◆ **Zadanie do wykonania**: Wypisz z materiału wszystkie wiersze zawierające słowo „turbine”, uwzględniając wielkość liter.

◆ **Dostarczone dane**:

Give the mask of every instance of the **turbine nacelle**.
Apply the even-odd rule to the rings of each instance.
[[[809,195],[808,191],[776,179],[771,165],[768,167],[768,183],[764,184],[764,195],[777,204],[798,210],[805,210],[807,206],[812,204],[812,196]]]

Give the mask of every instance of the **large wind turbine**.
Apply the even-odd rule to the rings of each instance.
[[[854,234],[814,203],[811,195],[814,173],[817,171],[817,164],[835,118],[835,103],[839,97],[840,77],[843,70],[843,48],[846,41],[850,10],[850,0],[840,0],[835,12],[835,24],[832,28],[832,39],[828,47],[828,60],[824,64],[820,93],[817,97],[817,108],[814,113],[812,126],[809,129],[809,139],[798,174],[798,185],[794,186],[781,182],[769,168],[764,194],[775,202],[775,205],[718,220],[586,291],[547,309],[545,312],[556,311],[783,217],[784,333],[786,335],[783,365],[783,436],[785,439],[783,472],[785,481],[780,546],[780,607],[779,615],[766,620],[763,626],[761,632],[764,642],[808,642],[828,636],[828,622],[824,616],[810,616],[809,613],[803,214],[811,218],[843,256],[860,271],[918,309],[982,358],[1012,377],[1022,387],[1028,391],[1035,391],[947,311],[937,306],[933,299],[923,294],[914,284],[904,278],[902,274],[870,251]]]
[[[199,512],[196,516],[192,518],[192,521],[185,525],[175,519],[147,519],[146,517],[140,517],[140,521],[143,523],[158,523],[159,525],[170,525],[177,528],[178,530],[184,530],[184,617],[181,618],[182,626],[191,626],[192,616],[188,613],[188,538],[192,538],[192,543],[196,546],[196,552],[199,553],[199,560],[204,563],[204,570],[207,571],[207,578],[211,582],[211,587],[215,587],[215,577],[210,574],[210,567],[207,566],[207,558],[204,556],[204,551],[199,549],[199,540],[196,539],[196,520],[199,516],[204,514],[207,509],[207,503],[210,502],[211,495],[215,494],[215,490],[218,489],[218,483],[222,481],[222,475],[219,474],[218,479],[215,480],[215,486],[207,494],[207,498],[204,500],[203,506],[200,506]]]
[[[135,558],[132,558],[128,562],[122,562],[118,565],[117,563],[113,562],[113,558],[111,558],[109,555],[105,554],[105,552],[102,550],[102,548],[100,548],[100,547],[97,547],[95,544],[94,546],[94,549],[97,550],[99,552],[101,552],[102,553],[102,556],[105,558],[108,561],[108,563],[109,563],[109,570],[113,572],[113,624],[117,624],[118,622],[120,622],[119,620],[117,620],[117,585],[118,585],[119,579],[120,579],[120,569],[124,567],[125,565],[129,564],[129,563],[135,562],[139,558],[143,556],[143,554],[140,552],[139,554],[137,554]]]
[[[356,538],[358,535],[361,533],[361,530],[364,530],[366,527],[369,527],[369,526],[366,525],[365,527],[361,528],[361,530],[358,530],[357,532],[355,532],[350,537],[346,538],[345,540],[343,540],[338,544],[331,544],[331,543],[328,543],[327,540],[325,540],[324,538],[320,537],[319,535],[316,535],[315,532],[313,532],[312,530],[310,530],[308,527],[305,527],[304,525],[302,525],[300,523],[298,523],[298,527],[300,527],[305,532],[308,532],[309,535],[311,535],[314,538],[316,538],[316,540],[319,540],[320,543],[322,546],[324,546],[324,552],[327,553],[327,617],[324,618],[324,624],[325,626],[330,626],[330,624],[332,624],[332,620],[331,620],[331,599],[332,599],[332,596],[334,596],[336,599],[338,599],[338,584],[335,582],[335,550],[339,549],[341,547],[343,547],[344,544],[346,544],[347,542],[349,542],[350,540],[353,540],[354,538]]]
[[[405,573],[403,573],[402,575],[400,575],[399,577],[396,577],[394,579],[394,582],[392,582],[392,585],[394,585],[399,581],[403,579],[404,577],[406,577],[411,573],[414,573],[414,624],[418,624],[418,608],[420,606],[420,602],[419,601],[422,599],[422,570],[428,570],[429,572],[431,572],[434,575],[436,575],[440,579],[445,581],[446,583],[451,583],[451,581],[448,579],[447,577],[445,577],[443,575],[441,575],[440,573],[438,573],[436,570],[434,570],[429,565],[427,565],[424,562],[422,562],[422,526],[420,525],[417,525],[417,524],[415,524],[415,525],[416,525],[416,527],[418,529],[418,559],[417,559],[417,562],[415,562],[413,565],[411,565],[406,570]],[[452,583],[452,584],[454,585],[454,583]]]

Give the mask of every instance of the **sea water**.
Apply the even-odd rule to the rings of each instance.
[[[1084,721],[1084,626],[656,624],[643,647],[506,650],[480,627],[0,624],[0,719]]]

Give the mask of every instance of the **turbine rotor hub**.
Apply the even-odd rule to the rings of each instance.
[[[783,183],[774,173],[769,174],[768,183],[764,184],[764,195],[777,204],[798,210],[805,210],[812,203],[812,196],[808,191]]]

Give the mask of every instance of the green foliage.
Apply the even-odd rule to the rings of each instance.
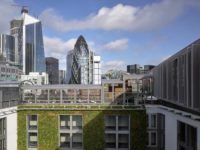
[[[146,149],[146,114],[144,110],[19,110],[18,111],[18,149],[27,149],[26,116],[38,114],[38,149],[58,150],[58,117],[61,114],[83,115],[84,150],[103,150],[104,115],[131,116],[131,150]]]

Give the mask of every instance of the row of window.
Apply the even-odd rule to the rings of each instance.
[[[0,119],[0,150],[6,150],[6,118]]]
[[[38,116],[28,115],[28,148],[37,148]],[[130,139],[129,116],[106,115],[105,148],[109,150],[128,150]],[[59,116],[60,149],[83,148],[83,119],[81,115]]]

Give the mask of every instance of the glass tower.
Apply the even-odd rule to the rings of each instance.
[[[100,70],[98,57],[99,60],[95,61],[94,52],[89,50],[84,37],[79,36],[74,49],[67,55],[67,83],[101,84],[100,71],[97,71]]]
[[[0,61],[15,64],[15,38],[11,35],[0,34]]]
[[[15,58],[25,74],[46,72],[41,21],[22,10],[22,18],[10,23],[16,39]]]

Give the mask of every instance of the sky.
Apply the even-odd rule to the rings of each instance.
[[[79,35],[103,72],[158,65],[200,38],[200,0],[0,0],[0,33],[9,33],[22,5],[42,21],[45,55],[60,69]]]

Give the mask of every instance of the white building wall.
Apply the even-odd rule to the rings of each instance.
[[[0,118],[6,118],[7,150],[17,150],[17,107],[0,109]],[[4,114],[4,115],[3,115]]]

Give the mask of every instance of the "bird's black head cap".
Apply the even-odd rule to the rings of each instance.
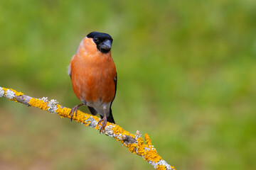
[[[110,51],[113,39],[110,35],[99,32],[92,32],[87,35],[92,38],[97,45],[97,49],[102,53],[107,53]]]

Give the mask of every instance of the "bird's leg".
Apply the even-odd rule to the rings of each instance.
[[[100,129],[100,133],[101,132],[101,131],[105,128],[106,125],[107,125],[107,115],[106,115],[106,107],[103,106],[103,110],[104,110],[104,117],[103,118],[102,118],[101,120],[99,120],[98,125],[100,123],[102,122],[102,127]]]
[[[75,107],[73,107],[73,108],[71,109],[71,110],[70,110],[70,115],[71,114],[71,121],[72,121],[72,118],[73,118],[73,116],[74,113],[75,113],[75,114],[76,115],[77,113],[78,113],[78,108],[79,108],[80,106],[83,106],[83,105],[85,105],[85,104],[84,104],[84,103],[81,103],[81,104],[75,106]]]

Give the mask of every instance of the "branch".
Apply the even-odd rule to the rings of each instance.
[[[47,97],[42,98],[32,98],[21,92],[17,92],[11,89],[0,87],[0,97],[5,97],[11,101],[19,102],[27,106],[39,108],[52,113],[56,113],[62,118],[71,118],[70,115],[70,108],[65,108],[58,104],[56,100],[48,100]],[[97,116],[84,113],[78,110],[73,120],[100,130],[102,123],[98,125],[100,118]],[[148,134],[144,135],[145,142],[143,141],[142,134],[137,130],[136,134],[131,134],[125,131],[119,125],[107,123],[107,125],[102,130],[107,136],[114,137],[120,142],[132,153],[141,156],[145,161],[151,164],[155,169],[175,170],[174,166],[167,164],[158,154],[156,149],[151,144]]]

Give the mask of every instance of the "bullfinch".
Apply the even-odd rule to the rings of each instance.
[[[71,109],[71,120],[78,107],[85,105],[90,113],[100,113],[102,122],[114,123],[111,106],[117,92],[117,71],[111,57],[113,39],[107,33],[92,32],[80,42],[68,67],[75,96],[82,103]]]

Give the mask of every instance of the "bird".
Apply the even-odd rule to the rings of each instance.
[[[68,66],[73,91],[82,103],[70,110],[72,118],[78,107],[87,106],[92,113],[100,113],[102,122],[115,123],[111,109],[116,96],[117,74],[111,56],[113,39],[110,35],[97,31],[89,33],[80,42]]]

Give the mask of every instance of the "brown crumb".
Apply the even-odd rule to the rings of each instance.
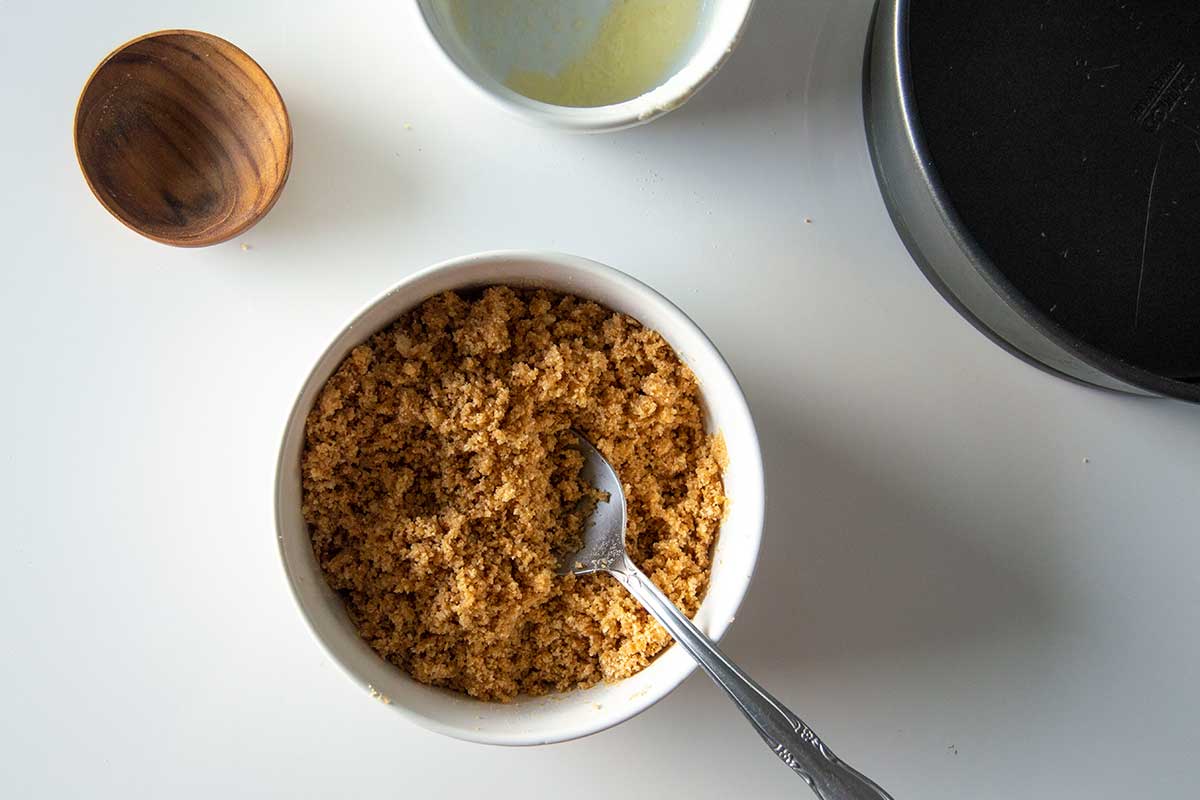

◆ **Rozwiązanie zadania**:
Give the mask of every instance of the **turbine nacelle**.
Give the mask of every instance of the **large wind turbine**.
Give the mask of every instance of the **turbine rotor hub**.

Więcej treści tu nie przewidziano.